● **AIM**
Collect and copy every line of the material below that contains the string "small". Case counts.

** begin RAW RECORDS **

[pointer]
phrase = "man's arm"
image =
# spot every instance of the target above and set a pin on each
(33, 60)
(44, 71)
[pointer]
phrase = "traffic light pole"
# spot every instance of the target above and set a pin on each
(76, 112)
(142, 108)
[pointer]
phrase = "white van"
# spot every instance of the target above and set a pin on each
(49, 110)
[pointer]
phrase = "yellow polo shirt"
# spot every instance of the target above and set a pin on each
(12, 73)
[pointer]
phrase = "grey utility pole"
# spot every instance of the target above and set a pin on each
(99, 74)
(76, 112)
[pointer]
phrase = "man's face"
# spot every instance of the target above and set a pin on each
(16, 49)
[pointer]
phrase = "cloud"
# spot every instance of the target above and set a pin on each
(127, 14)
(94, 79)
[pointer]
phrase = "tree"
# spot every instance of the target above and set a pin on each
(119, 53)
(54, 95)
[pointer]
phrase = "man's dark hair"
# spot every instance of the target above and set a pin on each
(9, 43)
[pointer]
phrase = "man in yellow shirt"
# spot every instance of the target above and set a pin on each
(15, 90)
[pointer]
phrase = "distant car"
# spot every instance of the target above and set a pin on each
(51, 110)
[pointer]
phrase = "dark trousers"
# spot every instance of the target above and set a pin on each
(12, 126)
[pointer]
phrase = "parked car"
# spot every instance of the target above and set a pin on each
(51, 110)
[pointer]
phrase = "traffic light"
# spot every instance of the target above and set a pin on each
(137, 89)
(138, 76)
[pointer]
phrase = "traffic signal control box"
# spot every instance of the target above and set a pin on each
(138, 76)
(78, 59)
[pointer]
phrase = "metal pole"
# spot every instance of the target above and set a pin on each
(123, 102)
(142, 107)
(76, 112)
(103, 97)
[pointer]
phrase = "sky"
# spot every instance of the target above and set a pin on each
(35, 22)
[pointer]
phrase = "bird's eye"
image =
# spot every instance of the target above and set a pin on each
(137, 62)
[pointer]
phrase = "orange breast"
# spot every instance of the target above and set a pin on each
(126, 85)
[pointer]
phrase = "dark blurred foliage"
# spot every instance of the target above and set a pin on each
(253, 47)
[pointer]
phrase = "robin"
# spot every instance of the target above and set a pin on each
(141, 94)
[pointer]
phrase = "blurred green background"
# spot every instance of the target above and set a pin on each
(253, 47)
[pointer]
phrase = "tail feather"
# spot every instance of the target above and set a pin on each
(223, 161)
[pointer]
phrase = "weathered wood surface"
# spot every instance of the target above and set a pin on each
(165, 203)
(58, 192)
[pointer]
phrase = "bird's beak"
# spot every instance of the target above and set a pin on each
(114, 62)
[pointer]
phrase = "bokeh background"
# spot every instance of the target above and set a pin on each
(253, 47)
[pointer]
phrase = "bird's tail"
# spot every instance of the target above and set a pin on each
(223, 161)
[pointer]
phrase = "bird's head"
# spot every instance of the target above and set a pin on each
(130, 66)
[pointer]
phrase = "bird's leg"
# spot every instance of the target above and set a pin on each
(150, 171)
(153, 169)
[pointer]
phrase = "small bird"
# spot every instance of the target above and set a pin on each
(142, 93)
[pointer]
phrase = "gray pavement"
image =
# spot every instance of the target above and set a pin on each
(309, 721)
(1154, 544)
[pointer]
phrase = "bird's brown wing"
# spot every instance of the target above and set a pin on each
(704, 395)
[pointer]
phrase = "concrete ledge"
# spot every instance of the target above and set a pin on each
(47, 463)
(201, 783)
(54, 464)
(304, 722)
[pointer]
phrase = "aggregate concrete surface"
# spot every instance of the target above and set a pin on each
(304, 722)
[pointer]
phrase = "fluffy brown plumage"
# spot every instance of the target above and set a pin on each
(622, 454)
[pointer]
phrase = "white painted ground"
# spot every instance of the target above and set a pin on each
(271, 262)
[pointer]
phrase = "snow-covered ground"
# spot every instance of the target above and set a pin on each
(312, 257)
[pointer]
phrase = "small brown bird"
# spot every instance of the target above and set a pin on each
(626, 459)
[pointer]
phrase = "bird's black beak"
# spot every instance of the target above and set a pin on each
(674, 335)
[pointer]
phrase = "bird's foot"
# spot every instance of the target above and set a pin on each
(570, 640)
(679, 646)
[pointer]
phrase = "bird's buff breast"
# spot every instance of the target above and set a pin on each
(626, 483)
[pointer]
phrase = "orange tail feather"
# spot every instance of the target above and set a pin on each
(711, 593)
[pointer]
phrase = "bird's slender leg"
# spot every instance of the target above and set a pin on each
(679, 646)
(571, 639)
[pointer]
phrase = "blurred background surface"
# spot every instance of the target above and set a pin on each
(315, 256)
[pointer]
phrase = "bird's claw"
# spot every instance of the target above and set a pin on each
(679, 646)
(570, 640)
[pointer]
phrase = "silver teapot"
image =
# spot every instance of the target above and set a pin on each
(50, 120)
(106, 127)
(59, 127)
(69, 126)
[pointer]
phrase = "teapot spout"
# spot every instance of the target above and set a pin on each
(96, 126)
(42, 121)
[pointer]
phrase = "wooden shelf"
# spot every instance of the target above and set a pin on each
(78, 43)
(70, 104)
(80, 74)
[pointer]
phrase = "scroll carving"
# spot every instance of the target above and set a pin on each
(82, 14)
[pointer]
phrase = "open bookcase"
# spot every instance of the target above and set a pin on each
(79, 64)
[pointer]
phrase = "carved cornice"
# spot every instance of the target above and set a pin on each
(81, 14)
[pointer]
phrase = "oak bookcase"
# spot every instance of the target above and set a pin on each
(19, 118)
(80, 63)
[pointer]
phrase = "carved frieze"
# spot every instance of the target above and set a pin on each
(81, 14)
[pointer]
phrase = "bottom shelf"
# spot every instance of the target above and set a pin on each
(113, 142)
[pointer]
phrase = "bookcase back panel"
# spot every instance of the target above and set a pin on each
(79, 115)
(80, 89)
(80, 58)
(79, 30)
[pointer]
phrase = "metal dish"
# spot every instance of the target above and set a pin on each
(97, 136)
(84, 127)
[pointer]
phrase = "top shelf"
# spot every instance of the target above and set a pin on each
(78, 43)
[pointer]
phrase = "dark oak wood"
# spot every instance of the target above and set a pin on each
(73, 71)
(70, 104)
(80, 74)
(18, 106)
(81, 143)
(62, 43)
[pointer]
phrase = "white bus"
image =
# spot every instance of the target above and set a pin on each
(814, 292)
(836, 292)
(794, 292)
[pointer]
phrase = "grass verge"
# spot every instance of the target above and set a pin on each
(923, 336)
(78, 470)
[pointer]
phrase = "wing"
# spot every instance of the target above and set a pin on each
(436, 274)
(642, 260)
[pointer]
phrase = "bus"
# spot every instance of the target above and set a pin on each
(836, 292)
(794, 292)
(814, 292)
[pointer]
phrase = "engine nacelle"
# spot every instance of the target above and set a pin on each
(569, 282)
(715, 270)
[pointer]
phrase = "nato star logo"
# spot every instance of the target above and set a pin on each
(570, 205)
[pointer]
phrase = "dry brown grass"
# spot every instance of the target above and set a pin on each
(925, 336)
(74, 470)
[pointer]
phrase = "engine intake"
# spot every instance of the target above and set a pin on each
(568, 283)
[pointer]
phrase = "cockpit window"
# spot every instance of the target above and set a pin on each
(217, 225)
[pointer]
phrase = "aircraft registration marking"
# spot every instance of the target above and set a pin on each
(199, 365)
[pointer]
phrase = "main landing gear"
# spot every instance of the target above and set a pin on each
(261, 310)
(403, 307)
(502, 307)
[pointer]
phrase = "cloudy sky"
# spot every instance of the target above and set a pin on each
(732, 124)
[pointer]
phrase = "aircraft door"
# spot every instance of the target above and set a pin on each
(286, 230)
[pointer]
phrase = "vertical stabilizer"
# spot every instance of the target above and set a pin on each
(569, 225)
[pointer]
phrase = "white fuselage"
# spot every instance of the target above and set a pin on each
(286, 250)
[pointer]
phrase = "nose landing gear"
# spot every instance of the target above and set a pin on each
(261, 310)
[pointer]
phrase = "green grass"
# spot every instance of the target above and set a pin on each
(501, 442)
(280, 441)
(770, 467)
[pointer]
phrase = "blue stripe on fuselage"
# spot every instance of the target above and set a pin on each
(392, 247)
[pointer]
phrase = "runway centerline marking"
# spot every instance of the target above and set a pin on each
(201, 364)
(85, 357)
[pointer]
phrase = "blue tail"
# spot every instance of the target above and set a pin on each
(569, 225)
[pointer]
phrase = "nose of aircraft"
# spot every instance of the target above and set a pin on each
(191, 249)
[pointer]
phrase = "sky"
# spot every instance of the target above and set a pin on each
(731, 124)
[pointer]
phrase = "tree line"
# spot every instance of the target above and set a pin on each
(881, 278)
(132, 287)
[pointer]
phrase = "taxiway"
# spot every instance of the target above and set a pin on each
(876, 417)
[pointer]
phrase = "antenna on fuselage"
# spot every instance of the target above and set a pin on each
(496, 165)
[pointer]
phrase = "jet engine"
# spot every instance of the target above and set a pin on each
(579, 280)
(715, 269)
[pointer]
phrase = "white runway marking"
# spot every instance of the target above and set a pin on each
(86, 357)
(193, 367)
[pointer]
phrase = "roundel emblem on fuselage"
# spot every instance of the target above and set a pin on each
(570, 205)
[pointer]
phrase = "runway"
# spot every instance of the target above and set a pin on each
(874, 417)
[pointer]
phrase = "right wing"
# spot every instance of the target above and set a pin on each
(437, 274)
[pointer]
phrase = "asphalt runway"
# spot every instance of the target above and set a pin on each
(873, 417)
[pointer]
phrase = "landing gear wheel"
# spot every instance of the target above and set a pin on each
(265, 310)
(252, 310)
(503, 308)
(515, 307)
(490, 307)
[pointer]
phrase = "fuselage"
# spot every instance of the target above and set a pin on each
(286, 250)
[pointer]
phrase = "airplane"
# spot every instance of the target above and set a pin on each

** end RAW RECORDS **

● **ANSWER TO THE TASK**
phrase = "small bird"
phrase = "small brown bird"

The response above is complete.